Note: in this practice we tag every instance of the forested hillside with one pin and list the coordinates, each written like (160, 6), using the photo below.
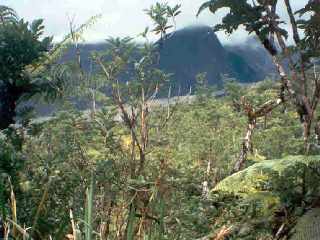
(242, 165)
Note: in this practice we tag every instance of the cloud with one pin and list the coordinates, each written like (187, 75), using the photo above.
(119, 17)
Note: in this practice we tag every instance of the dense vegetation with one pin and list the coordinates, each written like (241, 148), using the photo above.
(238, 166)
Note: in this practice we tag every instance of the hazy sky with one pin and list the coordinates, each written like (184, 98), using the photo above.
(120, 17)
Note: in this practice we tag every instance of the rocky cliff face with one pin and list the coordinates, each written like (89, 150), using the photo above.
(194, 50)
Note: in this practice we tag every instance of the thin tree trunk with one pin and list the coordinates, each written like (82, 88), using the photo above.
(246, 146)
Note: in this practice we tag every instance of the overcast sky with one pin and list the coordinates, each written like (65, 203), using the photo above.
(119, 17)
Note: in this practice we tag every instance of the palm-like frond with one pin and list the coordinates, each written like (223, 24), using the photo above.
(59, 49)
(7, 14)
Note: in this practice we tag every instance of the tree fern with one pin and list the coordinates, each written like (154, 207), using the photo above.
(7, 15)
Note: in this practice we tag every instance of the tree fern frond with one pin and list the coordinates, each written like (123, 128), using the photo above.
(59, 49)
(7, 14)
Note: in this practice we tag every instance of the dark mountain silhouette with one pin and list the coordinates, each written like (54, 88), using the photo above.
(193, 50)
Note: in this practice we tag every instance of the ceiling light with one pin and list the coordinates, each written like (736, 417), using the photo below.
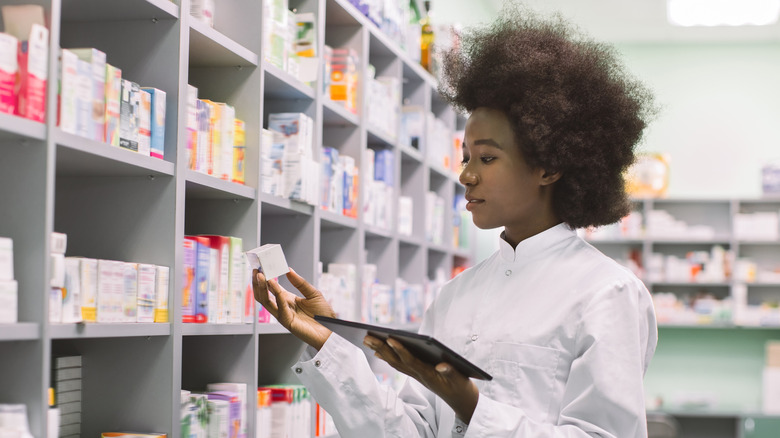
(722, 12)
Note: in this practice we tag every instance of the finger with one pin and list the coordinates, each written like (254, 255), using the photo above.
(259, 285)
(302, 285)
(403, 354)
(282, 309)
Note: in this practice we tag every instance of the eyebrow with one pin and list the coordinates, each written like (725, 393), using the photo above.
(486, 142)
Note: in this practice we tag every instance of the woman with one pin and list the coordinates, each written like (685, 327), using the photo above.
(566, 332)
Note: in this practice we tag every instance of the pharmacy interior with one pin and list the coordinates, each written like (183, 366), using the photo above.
(148, 144)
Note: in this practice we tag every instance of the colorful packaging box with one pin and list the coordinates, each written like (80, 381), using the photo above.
(113, 96)
(84, 123)
(97, 60)
(147, 276)
(157, 122)
(129, 110)
(239, 151)
(8, 68)
(145, 123)
(68, 87)
(192, 127)
(161, 294)
(33, 73)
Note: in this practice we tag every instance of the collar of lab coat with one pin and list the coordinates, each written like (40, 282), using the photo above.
(535, 245)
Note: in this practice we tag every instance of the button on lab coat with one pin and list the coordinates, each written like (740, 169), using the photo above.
(566, 332)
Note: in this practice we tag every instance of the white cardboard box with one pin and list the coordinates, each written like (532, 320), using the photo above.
(268, 259)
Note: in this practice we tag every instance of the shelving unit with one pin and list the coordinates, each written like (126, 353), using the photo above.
(114, 204)
(720, 361)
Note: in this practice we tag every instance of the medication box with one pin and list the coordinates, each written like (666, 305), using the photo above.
(268, 259)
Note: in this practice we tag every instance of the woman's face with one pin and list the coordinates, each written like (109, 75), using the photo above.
(501, 188)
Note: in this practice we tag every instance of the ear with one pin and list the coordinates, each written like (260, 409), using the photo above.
(548, 178)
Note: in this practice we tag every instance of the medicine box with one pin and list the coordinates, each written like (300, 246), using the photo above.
(8, 69)
(268, 259)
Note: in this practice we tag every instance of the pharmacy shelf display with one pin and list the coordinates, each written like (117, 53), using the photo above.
(712, 266)
(116, 204)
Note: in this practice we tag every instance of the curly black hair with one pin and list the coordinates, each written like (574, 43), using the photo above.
(571, 104)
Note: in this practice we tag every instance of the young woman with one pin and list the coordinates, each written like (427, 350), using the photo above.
(566, 332)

* * * * *

■ **Task to complete**: Write the full listing out again with every line unchanged, but include no pictures.

■ **Result for this exercise**:
Note: in this practice we tag every instance of the forested hillside with one pin and list the coordinates, each written like (160, 6), using the photo below.
(242, 165)
Note: in this practice we tag every instance of the cloud with one pin and list the coordinates, each written like (187, 75), using the photo above.
(119, 17)
Note: in this practice we tag every instance of the dense vegetation with one pin and list the coordinates, each written like (241, 148), using the photo above.
(238, 166)
Note: in this practice we tag every instance of the hazy sky with one pin and list the coordinates, each written like (184, 98), using the photo above.
(120, 17)
Note: in this practice we tag every instance of the rocky cliff face with one pin and list the coordinates, each written like (89, 150), using the photo above.
(194, 50)
Note: in this practice we tag every instance of the thin tree trunk with one pin and list the coordinates, each written like (82, 88), using the photo above.
(246, 146)
Note: in this practice we tag every instance of the overcast sky with one pin and list the coordinates, each written like (65, 203), using the photo above.
(119, 17)
Note: in this practice we tag every instance of the palm-like frond with one pin and list the coordinates, each written like (223, 24), using the photo above.
(59, 49)
(7, 14)
Note: in this practice we tag every instance of the tree fern with one pin and list the coordinates, each written like (154, 207), using the photo above.
(7, 15)
Note: in this practice we tag every instance of the tree fern frond with one pin and list the coordinates, each written like (123, 128), using the photo above.
(59, 49)
(7, 14)
Note: in this practice we tag every instance of the dark mountain silhouette with one pin and list the coordinates, each written like (54, 88), using the photo above.
(193, 50)
Note: in this practice we tag every instance of the ceiling light with one pin and list the coordinates, each written like (736, 417), using the photo below.
(722, 12)
Note: in this practice we tag every instance of the finger with one pin and list the coordinates, each written like (254, 255), using the photo above.
(259, 285)
(302, 285)
(403, 354)
(282, 309)
Note: in this practice we tag every instance of the eyebrow with one pin and list the coordinates, each written like (725, 393), using the photo above.
(486, 142)
Note: in this practice we tag every instance of the woman with one pin and list the coordinates, each written like (685, 327), using the photo above.
(566, 332)
Note: in this practice we tag every instance of the pharmacy interior with one pin and list the coordinates, each written like (183, 366), using the photo above.
(148, 144)
Note: in this practice we tag every instance of the colorful packaging box with one pin and list the coordinates, each written like (80, 381), using the photo above.
(113, 96)
(84, 123)
(97, 60)
(147, 276)
(157, 122)
(129, 110)
(239, 151)
(8, 68)
(145, 123)
(68, 87)
(192, 127)
(161, 294)
(33, 73)
Note: in this practice we tag every instance of the collar of lab coat with one pin and list the coordinates, each written like (40, 282), using the photo above.
(535, 245)
Note: in this practice we tag every instance of the button on lab coat with one pin and list the coordinates, each written like (740, 169), using the photo above.
(566, 332)
Note: in this practice we tag every instance of the white cardboard box with one pin and list the coordinates, each written like (532, 320), using the photo above.
(268, 259)
Note: in this practice we tag every instance of the shelving unit with one pin and list the coordinates, each written like (126, 353), using the photo above.
(114, 204)
(720, 361)
Note: in this practice we tag every instance of the medication box with one pin and list the coordinates, each written like (666, 305), using the photo above.
(268, 259)
Note: in this practice we tag every instance of the woman's face with one pin and list the coordinates, each written like (109, 75), using the photo above.
(501, 188)
Note: in this practice we tag every instance of the ear with one pin and list the coordinates, each written like (260, 409), using the photo above.
(548, 178)
Note: in this practice we tag every instance of the medicine box with one pin and list the coordinates, each written like (300, 246), using the photo above.
(8, 69)
(268, 259)
Note: in this practice we tag every instance of the pharmacy shelf display with one pin and list the coordinates, each written like (117, 53), using the photo above.
(712, 266)
(116, 204)
Note: in this practice we tag every instance of the curly black hair with one pin and list the coordinates, each written like (574, 43), using the photo above.
(571, 104)
Note: in this practice we tag every instance of the young woman with one pin and list the coordinates, each written like (427, 350), using the photo above.
(566, 332)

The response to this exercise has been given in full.